__Required action__.
As an exercise, copy out the entries exactly as written.

Data provided Block Start

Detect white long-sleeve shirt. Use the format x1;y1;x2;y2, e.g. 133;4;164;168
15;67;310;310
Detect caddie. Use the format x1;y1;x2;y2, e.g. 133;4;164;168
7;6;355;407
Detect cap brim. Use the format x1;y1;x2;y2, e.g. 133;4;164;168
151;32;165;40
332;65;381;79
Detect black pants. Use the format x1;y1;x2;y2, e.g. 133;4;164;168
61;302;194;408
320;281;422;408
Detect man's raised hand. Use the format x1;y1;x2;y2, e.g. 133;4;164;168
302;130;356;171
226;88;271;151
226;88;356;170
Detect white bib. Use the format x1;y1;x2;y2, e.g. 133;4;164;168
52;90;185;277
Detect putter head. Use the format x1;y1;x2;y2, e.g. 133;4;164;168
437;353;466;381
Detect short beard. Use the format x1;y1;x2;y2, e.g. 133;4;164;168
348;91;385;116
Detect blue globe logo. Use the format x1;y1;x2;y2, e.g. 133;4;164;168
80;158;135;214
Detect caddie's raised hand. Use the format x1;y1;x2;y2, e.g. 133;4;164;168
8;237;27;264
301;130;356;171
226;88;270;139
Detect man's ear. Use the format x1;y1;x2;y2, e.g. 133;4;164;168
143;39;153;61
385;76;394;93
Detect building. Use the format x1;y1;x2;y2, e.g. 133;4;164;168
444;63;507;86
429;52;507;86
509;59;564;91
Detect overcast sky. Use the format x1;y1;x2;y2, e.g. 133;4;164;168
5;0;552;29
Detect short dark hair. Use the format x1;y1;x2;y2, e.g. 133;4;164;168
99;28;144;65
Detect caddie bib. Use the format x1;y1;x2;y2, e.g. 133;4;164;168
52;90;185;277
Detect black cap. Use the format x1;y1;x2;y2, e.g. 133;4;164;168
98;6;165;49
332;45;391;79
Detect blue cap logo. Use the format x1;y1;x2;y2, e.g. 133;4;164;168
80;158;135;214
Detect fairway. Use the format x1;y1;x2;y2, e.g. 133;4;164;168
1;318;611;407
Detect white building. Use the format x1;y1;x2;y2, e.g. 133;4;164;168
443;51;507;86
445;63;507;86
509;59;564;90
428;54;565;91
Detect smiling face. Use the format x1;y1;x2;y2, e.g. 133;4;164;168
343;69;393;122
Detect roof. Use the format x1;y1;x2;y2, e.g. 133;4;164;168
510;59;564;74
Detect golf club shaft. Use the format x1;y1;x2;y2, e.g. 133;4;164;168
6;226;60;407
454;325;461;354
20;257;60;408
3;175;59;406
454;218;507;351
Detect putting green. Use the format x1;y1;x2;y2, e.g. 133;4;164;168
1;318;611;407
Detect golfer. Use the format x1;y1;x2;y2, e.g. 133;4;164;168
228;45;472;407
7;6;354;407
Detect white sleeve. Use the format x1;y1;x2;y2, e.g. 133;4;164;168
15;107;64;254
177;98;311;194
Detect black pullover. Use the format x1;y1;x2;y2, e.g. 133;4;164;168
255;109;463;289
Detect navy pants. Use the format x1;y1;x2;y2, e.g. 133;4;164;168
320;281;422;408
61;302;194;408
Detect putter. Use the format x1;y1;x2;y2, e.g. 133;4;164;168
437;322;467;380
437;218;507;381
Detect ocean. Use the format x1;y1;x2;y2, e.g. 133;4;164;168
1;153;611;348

Data provided Block End

__Answer for the task__.
Detect white long-sleeve shirt. Use the format x1;y1;x2;y2, e.g. 133;4;164;168
15;67;310;310
Detect caddie. Use the format x1;y1;x2;y2, e.g. 133;4;164;168
7;6;355;407
Detect cap brim. Use the format x1;y1;x2;y2, e.g. 133;4;164;168
151;32;165;40
332;65;381;79
Detect black pants. Use the format x1;y1;x2;y2, e.g. 133;4;164;168
61;302;194;408
320;281;422;408
Detect man's raised hand. Use the format x1;y1;x2;y2, e.g. 133;4;164;168
302;130;356;171
226;88;271;151
226;88;356;170
Detect white bib. Use the format x1;y1;x2;y2, e.g. 133;4;164;168
52;90;185;277
Detect putter head. Use the format x1;y1;x2;y2, e.g. 133;4;164;168
437;353;466;381
Detect short beard. Use the format x1;y1;x2;y2, e.g. 133;4;164;168
348;91;385;116
Detect blue globe logo. Use the format x1;y1;x2;y2, e.g. 133;4;164;168
80;158;135;214
Detect caddie's raised hand. Use the format x1;y1;x2;y2, e.g. 133;4;164;168
8;237;27;264
301;130;356;171
226;88;270;139
Detect man's ear. Use the format x1;y1;x2;y2, e.g. 133;4;164;168
143;39;153;61
385;76;394;93
Detect building. Use the format x1;y1;x2;y2, e.g. 133;4;164;168
444;63;507;86
429;52;507;86
509;59;564;91
Detect overcast sky. Use the format x1;y1;x2;y2, e.g. 133;4;164;168
5;0;552;29
Detect short dark hair. Use the format x1;y1;x2;y2, e.g. 133;4;164;168
99;28;144;65
Detect caddie bib. Use the format x1;y1;x2;y2, e.g. 133;4;164;168
52;90;185;277
Detect black cap. Use the format x1;y1;x2;y2, e.g. 133;4;164;168
98;6;165;49
332;45;391;79
Detect blue cap logo. Use the format x1;y1;x2;y2, e.g. 133;4;164;168
80;158;135;214
Detect fairway. Use the format x1;y1;x2;y2, e.g. 133;4;164;168
1;318;611;407
Detect white building. Use the format x1;y1;x2;y2, e.g. 133;4;164;168
443;51;507;86
445;63;507;86
509;59;564;90
428;54;565;91
Detect smiling face. Use the format x1;y1;x2;y2, e.g. 133;4;164;168
343;69;393;122
Detect roof. Use the format x1;y1;x2;y2, e.g. 133;4;164;168
510;59;564;74
Detect golf club shaft. Use the format x1;y1;x2;y2, e.g. 133;4;164;168
6;226;60;407
454;325;461;354
20;257;60;408
3;175;59;406
454;218;507;351
Detect putting green. Use the format x1;y1;x2;y2, e.g. 133;4;164;168
1;318;611;407
Detect golfer. Use the format x1;y1;x2;y2, e.g. 133;4;164;168
228;45;472;407
7;6;354;407
Detect white sleeve. Use the format x1;y1;x2;y2, e.g. 133;4;164;168
15;107;64;254
177;98;311;194
Detect black pullover. Use the format x1;y1;x2;y2, e.g. 133;4;164;168
255;109;463;289
Detect navy pants. Use the format x1;y1;x2;y2, e.g. 133;4;164;168
320;281;422;408
61;302;194;408
Detect putter. Use the format x1;y1;x2;y2, e.g. 133;4;164;168
437;322;467;380
437;218;507;381
Detect ocean. Use the format x1;y1;x2;y2, e.g. 133;4;164;168
1;153;611;348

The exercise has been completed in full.